**Source extract**

###

I describe here, a trip by city residents to a town of 500 people for a carnival celebration. Nicole’s father grew up in this small town and the whole family was returning for the celebration. As I met Nicole and her boyfriend at the corner between our nearby apartment buildings she was already filming with her brother’s GoPro camera.
Nicole’s boyfriend Martin and I had decided to come along just the day before, and all of the hostels in the town were booked. So, when the three of us drove into town in Martin's Jeep, we immediately set about looking for a camping spot. We found one next to a small building labeled as the city’s Social Sport Club. We set up the tents as the sun was setting and ate some rice with tuna. After cleaning up the food we walked to the center of town.
Though the permanent population is only 550, there were several thousand people in the town that night. Like Nicole and her father, many people who grew up there or have family connections return for carnival. In this town, carnival takes the form of a rivalry between los Rojos and los Verdes (the Reds and the Greens). The town is filled with triangular banners, red and green on different streets depending on the residents’ loyalties. The only explanation I was given about the different groups is that it is a rivalry to see who has the best party, the best band, the best food, and the best dancing. “I have no idea how it started,” most people told me. What strikes me as interesting however, is that in describing this rivalry, people use he word ‘pelea’ (fight) rather than ‘competencia’ (competition). Nicole told me that some times individuals from opposing groups will get into fights, but this is not necessarily condoned. Indeed, mischief rather than violence, was the overwhelming theme of the event. Silly string, shaving cream, confetti, and colored powder were constantly being sprayed or rubbed in people’s hair and faces. Yet this was within the Verdes group rather than between Verdes and Rojos.
In the Verdes’ party, there was a live band playing folk music to which everyone danced, and plenty of drinking. A few people wore Halloween-type costumes, but most people wore blue jeans and tshirts. By the end of the night, everyone was covered in silly string and colored powder.
A few days later, after we had returned to the city, Nicole, Martin, and I all posted our photos on Facebook. Most were taken while at the party focusing on people drinking, dancing, or covered in powder and confetti. Two very short videos Nicole took on her cell phone also showed the event as full of people dancing, yelling, waving flags, and throwing powder. Nicole’s family also tagged her in several photos. These all seemed to capture the experience I had somewhat accurately. Certain aspects were missing, such as the stack of empty beer bottles on the table, and the delicious rabbit stew, but they were pictures of the party.

###

**Records supplied**
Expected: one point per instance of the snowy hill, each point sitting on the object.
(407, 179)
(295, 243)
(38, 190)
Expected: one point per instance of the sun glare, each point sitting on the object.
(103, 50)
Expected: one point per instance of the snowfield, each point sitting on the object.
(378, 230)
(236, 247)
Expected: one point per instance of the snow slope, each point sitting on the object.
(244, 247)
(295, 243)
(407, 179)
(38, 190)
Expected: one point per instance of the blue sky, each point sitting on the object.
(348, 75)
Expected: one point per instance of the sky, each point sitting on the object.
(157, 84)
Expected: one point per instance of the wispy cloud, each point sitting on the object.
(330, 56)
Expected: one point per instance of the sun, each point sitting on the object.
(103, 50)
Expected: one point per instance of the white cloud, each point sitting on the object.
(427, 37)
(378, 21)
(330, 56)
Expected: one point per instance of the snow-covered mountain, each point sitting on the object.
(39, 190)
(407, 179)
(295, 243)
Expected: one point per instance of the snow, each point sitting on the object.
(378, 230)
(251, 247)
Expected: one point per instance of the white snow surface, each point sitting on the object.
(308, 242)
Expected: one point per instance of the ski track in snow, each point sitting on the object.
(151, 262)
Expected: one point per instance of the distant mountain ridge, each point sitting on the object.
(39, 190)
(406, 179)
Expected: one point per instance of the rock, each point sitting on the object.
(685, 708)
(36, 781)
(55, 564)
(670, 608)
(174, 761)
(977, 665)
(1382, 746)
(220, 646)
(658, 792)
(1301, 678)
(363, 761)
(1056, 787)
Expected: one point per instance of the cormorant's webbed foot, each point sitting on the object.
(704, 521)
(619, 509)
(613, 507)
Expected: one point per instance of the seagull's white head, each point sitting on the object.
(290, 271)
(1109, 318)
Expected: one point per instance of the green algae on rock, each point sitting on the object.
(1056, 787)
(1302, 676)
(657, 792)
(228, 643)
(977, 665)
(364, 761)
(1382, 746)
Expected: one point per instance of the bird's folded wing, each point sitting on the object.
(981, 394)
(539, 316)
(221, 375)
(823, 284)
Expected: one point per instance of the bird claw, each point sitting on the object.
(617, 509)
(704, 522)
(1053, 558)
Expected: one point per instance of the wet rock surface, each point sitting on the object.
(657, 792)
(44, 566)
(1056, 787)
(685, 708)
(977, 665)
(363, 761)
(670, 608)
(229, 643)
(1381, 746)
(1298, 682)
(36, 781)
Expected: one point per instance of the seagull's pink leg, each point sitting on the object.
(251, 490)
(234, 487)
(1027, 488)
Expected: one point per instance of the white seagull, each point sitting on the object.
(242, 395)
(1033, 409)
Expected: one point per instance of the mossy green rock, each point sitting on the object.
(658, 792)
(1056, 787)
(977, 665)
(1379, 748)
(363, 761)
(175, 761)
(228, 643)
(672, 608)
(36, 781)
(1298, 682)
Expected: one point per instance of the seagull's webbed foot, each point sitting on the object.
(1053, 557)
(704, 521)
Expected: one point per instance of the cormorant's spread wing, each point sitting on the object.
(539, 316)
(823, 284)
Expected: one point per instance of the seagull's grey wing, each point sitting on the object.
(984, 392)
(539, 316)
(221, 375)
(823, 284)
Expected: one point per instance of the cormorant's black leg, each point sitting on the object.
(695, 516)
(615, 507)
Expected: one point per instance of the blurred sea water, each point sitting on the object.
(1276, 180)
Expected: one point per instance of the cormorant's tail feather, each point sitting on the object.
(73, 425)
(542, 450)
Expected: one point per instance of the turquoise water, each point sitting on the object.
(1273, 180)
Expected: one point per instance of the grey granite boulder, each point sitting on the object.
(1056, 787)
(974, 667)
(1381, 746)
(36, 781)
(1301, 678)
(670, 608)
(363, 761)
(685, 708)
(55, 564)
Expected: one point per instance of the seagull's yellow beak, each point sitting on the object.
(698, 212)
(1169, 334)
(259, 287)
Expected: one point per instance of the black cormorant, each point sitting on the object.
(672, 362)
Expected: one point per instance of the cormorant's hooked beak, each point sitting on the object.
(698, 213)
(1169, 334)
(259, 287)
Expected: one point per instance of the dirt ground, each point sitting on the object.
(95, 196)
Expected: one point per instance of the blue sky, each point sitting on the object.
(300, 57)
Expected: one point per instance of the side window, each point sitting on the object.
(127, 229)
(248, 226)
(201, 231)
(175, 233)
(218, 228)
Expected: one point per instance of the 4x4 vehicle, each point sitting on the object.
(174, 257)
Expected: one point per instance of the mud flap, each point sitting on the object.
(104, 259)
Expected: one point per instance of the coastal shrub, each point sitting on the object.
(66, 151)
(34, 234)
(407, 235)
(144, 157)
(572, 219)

###

**Task 1**
List every line in the records above that contains the string "green".
**Task 2**
Write the next part of the account of the small-town carnival trip, picking up after its last sentence.

**Right answer 1**
Expected: one point per instance of the green algae on rock, each point sitting on the object.
Expected: one point per instance of the mossy green rock, each point sitting on the object.

**Right answer 2**
Nicole also edited her GoPro video and posted it to Youtube. Yet, this video focused far more on the trip itself. She begins by announcing to the camera “We are starting our adventure!” Set to a club remix of a pop song, the 5 minute video reminds me of a road trip montage sequence from some sort of teen movie. Desert mountains cruise by the passenger window. Images of the passengers getting out to stretch show more of the landscape. Then the video cuts to preparing and eating food at the camp site. Finally, around the 3 minute mark of the video we arrive at the carnival celebration. We enter the dance hall, where the celebration is just starting. About 15 people are dancing. There is no confetti or powder flying through the air. In fact, many people at the tables look bored. And the video fades out while each of us begins drinking a beer.
When I saw this the first time I was struck by how different the party looked through these two different media. Comments from friends made it even more clear how the two functioned in different ways. While comments on facebook photos were generally along the lines “what a great party!” comments on the video complimented the beauty of the scenery and the style of the video. It seemed that Facebook represented the place to show off the great party atmosphere of carnival while Youtube was a place for more artistic expression, focusing not only on the party, but the trip in general. Nicole confirmed in fact that she knew pictures on Facebook were more fun, but more temporal. They would disappear to the bottom of her wall in a few days, but the Youtube video would be something she would go back to and share with people in the future. She took time editing it to make it look more artistically beautiful, whereas with the fotos on Facebook, she simply loaded all that she had taken with her cellphone. Facebook was for the quick and easy. Youtube was for lasting memories.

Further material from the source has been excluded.